◆ **DATASET RECORDS**
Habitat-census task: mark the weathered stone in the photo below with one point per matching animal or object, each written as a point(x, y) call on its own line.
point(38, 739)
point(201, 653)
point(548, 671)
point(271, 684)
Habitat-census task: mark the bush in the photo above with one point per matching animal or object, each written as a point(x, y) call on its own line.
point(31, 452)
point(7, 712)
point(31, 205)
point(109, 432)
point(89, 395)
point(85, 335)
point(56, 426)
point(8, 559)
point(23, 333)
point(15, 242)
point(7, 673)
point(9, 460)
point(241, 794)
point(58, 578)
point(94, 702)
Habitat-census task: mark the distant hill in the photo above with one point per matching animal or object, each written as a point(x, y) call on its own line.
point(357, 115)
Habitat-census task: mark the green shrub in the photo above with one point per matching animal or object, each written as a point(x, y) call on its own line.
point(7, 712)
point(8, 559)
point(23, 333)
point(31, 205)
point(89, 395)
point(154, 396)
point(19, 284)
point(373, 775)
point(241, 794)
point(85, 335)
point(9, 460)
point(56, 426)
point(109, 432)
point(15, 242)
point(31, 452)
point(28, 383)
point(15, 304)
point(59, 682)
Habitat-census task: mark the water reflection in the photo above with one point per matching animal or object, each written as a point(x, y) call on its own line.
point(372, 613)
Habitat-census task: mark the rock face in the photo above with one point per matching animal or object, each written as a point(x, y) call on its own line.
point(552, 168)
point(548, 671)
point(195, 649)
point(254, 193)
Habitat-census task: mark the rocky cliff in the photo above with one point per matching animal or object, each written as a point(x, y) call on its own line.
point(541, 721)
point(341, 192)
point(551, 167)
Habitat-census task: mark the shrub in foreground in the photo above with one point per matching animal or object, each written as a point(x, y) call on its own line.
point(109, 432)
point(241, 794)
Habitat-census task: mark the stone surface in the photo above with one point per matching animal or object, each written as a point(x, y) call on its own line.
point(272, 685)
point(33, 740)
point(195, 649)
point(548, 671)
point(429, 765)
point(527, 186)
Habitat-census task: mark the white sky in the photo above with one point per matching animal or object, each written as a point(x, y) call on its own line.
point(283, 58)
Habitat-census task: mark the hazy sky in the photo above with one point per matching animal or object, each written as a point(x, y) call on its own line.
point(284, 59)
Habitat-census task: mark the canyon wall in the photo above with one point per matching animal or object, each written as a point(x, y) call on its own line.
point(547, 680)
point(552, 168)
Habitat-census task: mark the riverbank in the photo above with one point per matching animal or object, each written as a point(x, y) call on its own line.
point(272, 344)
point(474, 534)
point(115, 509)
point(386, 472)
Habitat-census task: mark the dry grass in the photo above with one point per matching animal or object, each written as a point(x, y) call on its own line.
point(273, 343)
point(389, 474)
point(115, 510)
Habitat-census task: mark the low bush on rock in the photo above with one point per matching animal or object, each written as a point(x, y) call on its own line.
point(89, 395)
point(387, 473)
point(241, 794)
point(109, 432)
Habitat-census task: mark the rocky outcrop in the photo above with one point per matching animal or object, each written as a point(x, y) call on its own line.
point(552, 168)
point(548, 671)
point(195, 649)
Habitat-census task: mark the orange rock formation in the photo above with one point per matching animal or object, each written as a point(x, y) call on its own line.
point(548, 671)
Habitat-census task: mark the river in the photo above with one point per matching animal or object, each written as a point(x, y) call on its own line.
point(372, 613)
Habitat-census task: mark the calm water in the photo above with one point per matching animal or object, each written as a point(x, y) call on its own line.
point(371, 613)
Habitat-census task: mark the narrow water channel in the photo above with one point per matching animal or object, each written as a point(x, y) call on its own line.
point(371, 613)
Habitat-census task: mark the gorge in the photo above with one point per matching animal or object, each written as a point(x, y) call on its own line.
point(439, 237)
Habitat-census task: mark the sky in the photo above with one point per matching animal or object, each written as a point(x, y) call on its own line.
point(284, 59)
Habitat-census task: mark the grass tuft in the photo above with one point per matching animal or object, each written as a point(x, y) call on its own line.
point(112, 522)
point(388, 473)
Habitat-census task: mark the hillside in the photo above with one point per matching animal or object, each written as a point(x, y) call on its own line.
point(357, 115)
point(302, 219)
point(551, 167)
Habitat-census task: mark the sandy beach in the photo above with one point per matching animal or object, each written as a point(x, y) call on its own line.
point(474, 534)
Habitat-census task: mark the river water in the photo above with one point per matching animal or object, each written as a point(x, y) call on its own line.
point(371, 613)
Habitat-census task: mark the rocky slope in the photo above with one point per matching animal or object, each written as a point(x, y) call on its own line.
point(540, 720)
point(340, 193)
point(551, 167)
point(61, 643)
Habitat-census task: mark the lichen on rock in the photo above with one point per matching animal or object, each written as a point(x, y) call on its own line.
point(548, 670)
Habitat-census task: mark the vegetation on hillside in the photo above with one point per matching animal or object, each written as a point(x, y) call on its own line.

◆ **TASK OBJECTIVE**
Convert all of the material above into a JSON list of strings, one string per line, leaving out any blank lines.

◆ **RESPONSE TO THIS EXERCISE**
[
  "Habitat-census task: mark the weathered stone in the photo below with one point per matching animal or object, each written as a point(x, y) call on its own line.",
  "point(38, 739)",
  "point(201, 653)",
  "point(548, 671)",
  "point(271, 684)",
  "Habitat-census task: mark the bush in the photo above with one point per matching animal or object, each written as a point(x, y) call on its own line.",
  "point(31, 452)",
  "point(7, 712)",
  "point(31, 205)",
  "point(109, 432)",
  "point(89, 395)",
  "point(85, 335)",
  "point(56, 426)",
  "point(8, 559)",
  "point(23, 333)",
  "point(15, 242)",
  "point(7, 673)",
  "point(9, 460)",
  "point(241, 794)",
  "point(58, 578)",
  "point(94, 702)",
  "Habitat-census task: mark the distant hill in the photo above with one point per matching animal or object, each written as a point(x, y) call on its own line.",
  "point(357, 115)",
  "Habitat-census task: mark the green shrub in the photo above with one point per matching animal or object, each written as a point(x, y) call on its own line.",
  "point(7, 712)",
  "point(8, 559)",
  "point(23, 333)",
  "point(31, 205)",
  "point(89, 395)",
  "point(154, 396)",
  "point(19, 284)",
  "point(373, 775)",
  "point(241, 794)",
  "point(85, 335)",
  "point(9, 460)",
  "point(56, 426)",
  "point(109, 432)",
  "point(15, 242)",
  "point(31, 452)",
  "point(28, 383)",
  "point(15, 304)",
  "point(59, 682)",
  "Habitat-census task: mark the water reflection in the photo above with one point per matching animal or object, each written as a point(x, y) call on its own line.",
  "point(372, 613)",
  "Habitat-census task: mark the rock face in the photo above with one point per matching animal or object, each written as a point(x, y) call on its own line.",
  "point(552, 168)",
  "point(548, 671)",
  "point(195, 649)",
  "point(254, 193)",
  "Habitat-census task: mark the rocky cliff in the photo above with one point per matching animal or object, each written as a point(x, y) call on its own line.",
  "point(541, 721)",
  "point(341, 192)",
  "point(551, 167)",
  "Habitat-census task: mark the shrub in foreground in the photo above with one point per matching animal or object, each written as a point(x, y) call on its own line.",
  "point(109, 432)",
  "point(241, 794)",
  "Habitat-census task: mark the stone surface in the photo above with one point per matching animal or object, each written as a point(x, y) call on its own line.",
  "point(272, 685)",
  "point(33, 740)",
  "point(195, 649)",
  "point(548, 671)",
  "point(429, 765)",
  "point(527, 186)",
  "Habitat-census task: mark the white sky in the photo above with one point per matching animal or object, each written as a point(x, y) call on its own line.",
  "point(283, 58)",
  "Habitat-census task: mark the hazy sky in the photo above with one point per matching animal or object, each written as a point(x, y) call on its own line.",
  "point(284, 59)",
  "Habitat-census task: mark the canyon wall in the photo above with one point per matching animal or object, each written as a point(x, y) call on its own line.",
  "point(547, 680)",
  "point(552, 168)",
  "Habitat-census task: mark the riverbank in the photo above with one point per matching animal or object, each written as a point(x, y) call on its own line.",
  "point(272, 344)",
  "point(474, 534)",
  "point(115, 509)",
  "point(386, 472)",
  "Habitat-census task: mark the dry grass in the photo above with one point per matching animal or object, each written as a point(x, y) call on its own line.",
  "point(273, 343)",
  "point(389, 474)",
  "point(115, 510)",
  "Habitat-census task: mark the low bush on rock in the photo above with one point per matching animal or object, each written as a point(x, y) call on its own line.",
  "point(89, 395)",
  "point(387, 473)",
  "point(241, 794)",
  "point(109, 432)",
  "Habitat-census task: mark the rocky outcrop in the photo above with one point per matching animal or object, each written as a point(x, y) call on its own line.",
  "point(552, 168)",
  "point(548, 671)",
  "point(195, 649)",
  "Habitat-census task: mark the orange rock formation in the photo above with one point per matching animal or object, each written as a point(x, y) call on its own line.",
  "point(548, 671)",
  "Habitat-census task: mark the river in the photo above with one point per matching animal or object, each written as a point(x, y) call on its own line.",
  "point(372, 613)",
  "Habitat-census task: mark the calm water in the photo above with one point per matching animal or object, each written as a point(x, y) call on its own line.",
  "point(371, 613)",
  "Habitat-census task: mark the narrow water channel in the photo above with one point per matching animal or object, each written as a point(x, y) call on its own line.",
  "point(371, 613)",
  "Habitat-census task: mark the gorge in the photo above with one point per matching animal or object, each written as a point(x, y) call on its own line.",
  "point(439, 237)",
  "Habitat-census task: mark the sky in the photo above with one point per matching animal or object, each written as a point(x, y) call on its own line.",
  "point(284, 59)",
  "Habitat-census task: mark the grass tuft in the photo above with one point per matching animal or object, each written as a point(x, y) call on its own line.",
  "point(112, 522)",
  "point(388, 473)",
  "Habitat-census task: mark the hillside in the photo above with one point per matching animal or object, each written as a point(x, y) call on its own line.",
  "point(357, 115)",
  "point(302, 219)",
  "point(551, 167)",
  "Habitat-census task: mark the sandy beach in the photo above with one point per matching animal or object, each written as a point(x, y) call on its own line.",
  "point(474, 534)",
  "Habitat-census task: mark the river water in the photo above with one point per matching animal or object, each written as a point(x, y) call on its own line.",
  "point(371, 613)",
  "Habitat-census task: mark the rocky slope in the photo above with one point per matching animal or object, each written as a point(x, y) call on its own line.",
  "point(540, 720)",
  "point(340, 193)",
  "point(551, 167)",
  "point(61, 643)",
  "Habitat-census task: mark the lichen on rock in the photo above with one point per matching animal or object, each written as a point(x, y) call on its own line.",
  "point(548, 670)",
  "Habitat-census task: mark the vegetation on hillside in the photo above with one point per matching animal or object, each written as a point(x, y) call on its own line."
]